EXERCISE AIM:
Within the listing below, please copy exactly the lines between the line holding "One marker serves each instance of the leafy" and the line holding "One marker serves each instance of the upholstered", inclusive.

PROVIDED RECORDS:
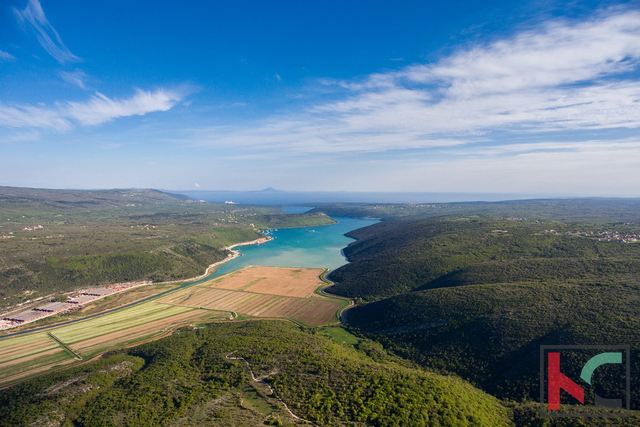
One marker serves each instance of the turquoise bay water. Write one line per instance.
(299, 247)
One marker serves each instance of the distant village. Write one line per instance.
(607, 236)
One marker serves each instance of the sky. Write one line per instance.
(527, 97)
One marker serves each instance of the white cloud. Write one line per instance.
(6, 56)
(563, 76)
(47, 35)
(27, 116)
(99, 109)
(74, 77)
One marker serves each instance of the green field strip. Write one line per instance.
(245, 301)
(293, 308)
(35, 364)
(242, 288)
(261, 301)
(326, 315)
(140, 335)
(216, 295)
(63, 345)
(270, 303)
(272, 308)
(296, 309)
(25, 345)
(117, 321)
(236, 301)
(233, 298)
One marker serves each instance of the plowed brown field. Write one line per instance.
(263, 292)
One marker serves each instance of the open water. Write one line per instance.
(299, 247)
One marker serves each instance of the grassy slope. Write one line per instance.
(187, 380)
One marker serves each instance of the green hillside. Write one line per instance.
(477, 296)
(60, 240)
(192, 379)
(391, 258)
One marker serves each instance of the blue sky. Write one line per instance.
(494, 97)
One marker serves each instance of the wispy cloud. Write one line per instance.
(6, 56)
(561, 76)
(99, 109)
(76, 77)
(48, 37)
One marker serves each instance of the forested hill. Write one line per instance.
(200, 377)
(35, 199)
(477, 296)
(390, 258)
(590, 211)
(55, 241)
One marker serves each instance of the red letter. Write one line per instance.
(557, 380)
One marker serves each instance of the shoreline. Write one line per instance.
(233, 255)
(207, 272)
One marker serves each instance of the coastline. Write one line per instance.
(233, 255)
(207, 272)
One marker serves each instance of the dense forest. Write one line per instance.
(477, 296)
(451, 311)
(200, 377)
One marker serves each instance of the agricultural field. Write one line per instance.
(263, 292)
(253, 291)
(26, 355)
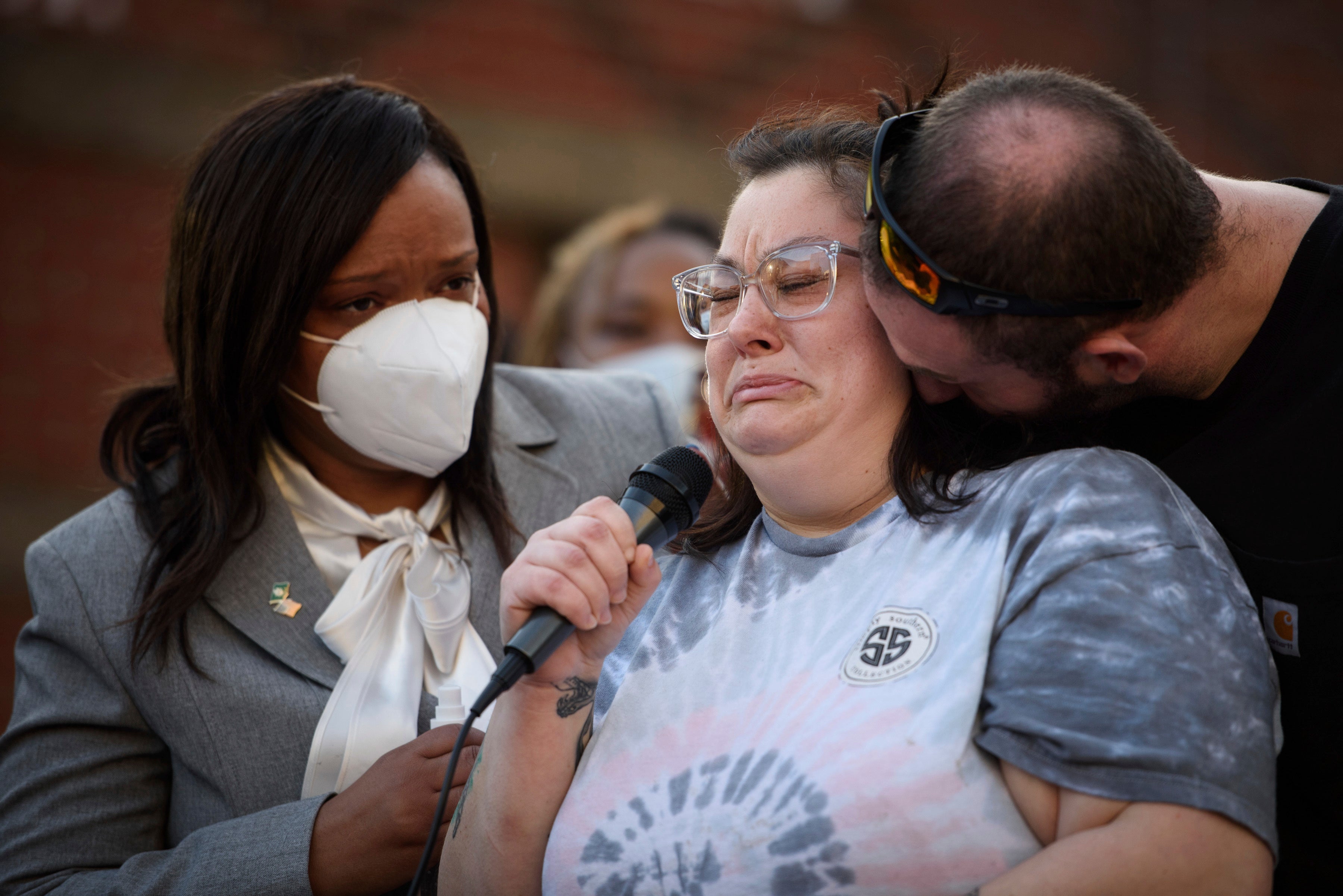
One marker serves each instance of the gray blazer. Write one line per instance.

---

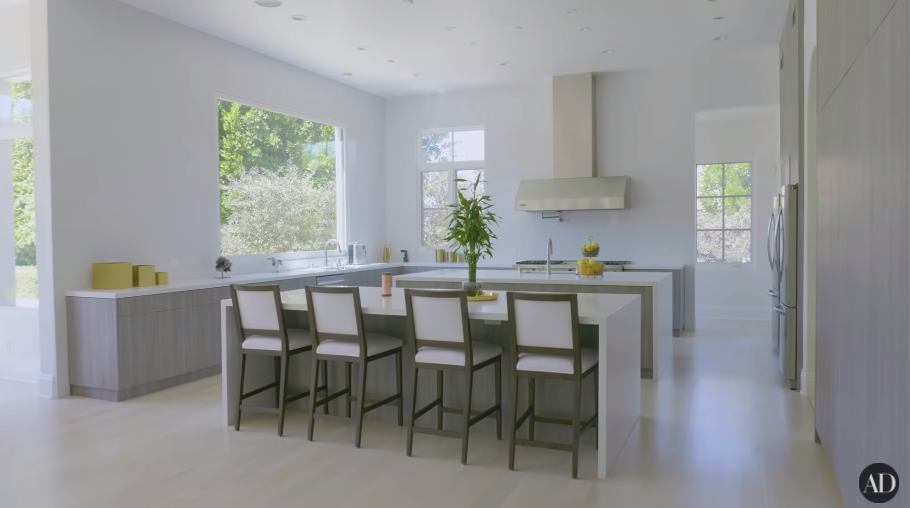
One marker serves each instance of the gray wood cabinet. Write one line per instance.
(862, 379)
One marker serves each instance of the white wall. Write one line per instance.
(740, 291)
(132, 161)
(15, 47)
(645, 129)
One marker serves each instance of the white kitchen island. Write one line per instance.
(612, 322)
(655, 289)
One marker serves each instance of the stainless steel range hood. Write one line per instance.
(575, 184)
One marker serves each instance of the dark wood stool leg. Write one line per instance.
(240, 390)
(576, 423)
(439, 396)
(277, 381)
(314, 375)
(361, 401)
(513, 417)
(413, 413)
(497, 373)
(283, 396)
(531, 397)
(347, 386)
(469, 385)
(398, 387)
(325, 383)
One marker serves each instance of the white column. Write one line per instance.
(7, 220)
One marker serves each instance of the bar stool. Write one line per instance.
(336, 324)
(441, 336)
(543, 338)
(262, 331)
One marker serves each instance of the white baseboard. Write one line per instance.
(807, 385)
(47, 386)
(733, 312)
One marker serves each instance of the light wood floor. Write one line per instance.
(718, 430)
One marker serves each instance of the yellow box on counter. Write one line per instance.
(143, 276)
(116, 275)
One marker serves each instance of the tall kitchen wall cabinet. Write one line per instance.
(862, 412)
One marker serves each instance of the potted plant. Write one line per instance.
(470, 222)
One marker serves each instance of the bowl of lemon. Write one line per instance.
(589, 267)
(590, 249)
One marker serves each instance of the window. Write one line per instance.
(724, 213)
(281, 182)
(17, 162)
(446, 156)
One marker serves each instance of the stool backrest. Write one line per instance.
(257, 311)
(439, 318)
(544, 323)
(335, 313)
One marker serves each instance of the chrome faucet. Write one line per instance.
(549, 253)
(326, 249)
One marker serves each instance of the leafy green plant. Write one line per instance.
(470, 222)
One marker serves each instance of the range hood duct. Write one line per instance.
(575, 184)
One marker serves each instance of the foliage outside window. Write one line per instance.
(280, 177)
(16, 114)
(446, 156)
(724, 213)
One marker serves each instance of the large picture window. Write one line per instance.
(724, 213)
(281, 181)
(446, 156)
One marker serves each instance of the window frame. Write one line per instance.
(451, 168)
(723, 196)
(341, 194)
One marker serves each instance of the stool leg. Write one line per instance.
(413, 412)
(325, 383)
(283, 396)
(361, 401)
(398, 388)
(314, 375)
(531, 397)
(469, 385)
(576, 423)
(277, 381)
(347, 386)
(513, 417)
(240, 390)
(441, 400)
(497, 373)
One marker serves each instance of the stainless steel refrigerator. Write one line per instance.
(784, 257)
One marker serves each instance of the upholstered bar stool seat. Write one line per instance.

SOLUTION TO THIS TASK:
One marker serves each instance of the leafy green plant. Write one line per instance.
(470, 222)
One marker serves each instance of the range hood duct. Write one line per instance.
(575, 184)
One marker serves each instance of the foliage outside window. Write one line per instance.
(280, 177)
(16, 114)
(446, 156)
(724, 213)
One marker serves each instance of the large picture window. Write one line per instance.
(724, 213)
(281, 181)
(446, 156)
One marker serves each instance of the window frame. Write one line per instance.
(451, 168)
(723, 196)
(341, 194)
One marker serves each instance of the stool leg. Write one line per instance.
(413, 412)
(325, 383)
(283, 396)
(361, 401)
(398, 388)
(314, 375)
(531, 397)
(469, 385)
(576, 423)
(277, 381)
(347, 386)
(513, 417)
(240, 390)
(441, 400)
(497, 373)
One marker serves each instance of the stainless steel refrigerator. Write one line per instance.
(784, 257)
One marker serves each instance of the upholstered bar stool seat. Write one line per instance.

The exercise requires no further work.